| WHAT YOU SHOULD DO |
Turn every line of the material below into a JSON list of strings, one string per line, skipping any blank lines.

— Begin DATA LINES —

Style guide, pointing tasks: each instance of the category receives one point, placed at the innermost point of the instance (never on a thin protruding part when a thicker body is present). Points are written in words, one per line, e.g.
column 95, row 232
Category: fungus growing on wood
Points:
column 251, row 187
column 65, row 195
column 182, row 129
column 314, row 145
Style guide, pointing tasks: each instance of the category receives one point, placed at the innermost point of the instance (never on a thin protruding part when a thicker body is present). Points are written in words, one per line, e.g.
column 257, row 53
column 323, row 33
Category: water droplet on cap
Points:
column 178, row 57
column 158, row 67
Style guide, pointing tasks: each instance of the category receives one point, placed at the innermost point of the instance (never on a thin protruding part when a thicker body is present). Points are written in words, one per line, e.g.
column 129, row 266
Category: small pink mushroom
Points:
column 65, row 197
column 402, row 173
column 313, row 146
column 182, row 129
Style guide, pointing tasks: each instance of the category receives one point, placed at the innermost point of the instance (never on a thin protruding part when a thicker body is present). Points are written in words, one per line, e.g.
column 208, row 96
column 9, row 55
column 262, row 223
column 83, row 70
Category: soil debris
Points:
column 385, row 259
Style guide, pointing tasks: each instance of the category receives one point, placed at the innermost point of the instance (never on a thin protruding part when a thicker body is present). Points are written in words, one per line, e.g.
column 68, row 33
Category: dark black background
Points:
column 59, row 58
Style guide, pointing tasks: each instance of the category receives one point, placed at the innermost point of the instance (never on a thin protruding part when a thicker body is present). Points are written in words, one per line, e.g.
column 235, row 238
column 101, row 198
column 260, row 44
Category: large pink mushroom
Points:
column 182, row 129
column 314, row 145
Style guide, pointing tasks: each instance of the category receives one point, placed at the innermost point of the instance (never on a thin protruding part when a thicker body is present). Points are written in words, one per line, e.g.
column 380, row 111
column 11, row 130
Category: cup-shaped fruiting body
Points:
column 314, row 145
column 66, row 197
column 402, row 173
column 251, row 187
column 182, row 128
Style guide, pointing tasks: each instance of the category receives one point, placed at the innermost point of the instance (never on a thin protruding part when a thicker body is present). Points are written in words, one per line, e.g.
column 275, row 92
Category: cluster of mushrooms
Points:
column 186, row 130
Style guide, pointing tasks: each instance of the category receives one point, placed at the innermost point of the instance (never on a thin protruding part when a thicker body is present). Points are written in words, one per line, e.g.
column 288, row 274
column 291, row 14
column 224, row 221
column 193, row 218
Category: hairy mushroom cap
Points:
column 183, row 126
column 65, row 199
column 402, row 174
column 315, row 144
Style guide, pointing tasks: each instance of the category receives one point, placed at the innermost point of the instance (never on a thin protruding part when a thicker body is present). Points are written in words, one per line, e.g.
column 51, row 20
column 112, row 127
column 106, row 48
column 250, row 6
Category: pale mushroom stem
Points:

— End DATA LINES —

| CORRECT ANSWER |
[
  "Style guide, pointing tasks: each instance of the category receives one point, placed at the innermost point of the instance (never on a thin protruding part when a thicker body is present). Points are written in words, one per line, e.g.",
  "column 95, row 232",
  "Category: fungus growing on wood",
  "Points:",
  "column 251, row 187",
  "column 65, row 195",
  "column 182, row 129",
  "column 314, row 145",
  "Style guide, pointing tasks: each instance of the category receives one point, placed at the innermost point of the instance (never on a thin protruding part when a thicker body is present). Points are written in words, one per line, e.g.",
  "column 257, row 53",
  "column 323, row 33",
  "Category: water droplet on cap",
  "Points:",
  "column 178, row 57",
  "column 158, row 67",
  "Style guide, pointing tasks: each instance of the category receives one point, placed at the innermost point of the instance (never on a thin protruding part when a thicker body is present). Points are written in words, one per line, e.g.",
  "column 129, row 266",
  "Category: small pink mushroom",
  "Points:",
  "column 65, row 197",
  "column 402, row 173",
  "column 313, row 146",
  "column 182, row 129",
  "Style guide, pointing tasks: each instance of the category receives one point, placed at the innermost point of the instance (never on a thin protruding part when a thicker body is present). Points are written in words, one per line, e.g.",
  "column 208, row 96",
  "column 9, row 55",
  "column 262, row 223",
  "column 83, row 70",
  "Category: soil debris",
  "Points:",
  "column 385, row 259",
  "Style guide, pointing tasks: each instance of the category receives one point, placed at the innermost point of the instance (never on a thin protruding part when a thicker body is present). Points are written in words, one per line, e.g.",
  "column 68, row 33",
  "Category: dark black background",
  "Points:",
  "column 59, row 58",
  "Style guide, pointing tasks: each instance of the category receives one point, placed at the innermost point of the instance (never on a thin protruding part when a thicker body is present). Points are written in words, one per line, e.g.",
  "column 235, row 238",
  "column 101, row 198",
  "column 260, row 44",
  "Category: large pink mushroom",
  "Points:",
  "column 182, row 129",
  "column 314, row 145",
  "Style guide, pointing tasks: each instance of the category receives one point, placed at the innermost point of the instance (never on a thin protruding part when a thicker body is present). Points are written in words, one per line, e.g.",
  "column 380, row 111",
  "column 11, row 130",
  "Category: cup-shaped fruiting body",
  "Points:",
  "column 314, row 145",
  "column 66, row 197",
  "column 402, row 173",
  "column 251, row 187",
  "column 182, row 128",
  "Style guide, pointing tasks: each instance of the category receives one point, placed at the innermost point of the instance (never on a thin protruding part when a thicker body is present). Points are written in words, one per line, e.g.",
  "column 275, row 92",
  "Category: cluster of mushrooms",
  "Points:",
  "column 186, row 130",
  "Style guide, pointing tasks: each instance of the category receives one point, placed at the innermost point of the instance (never on a thin protruding part when a thicker body is present). Points are written in words, one per line, e.g.",
  "column 288, row 274",
  "column 291, row 14",
  "column 224, row 221",
  "column 193, row 218",
  "Category: hairy mushroom cap",
  "Points:",
  "column 183, row 126",
  "column 65, row 199",
  "column 402, row 174",
  "column 315, row 144",
  "Style guide, pointing tasks: each instance of the category receives one point, placed at the innermost point of the instance (never on a thin protruding part when a thicker body is present). Points are written in words, one per line, e.g.",
  "column 51, row 20",
  "column 112, row 127",
  "column 106, row 48",
  "column 250, row 6",
  "Category: pale mushroom stem",
  "Points:"
]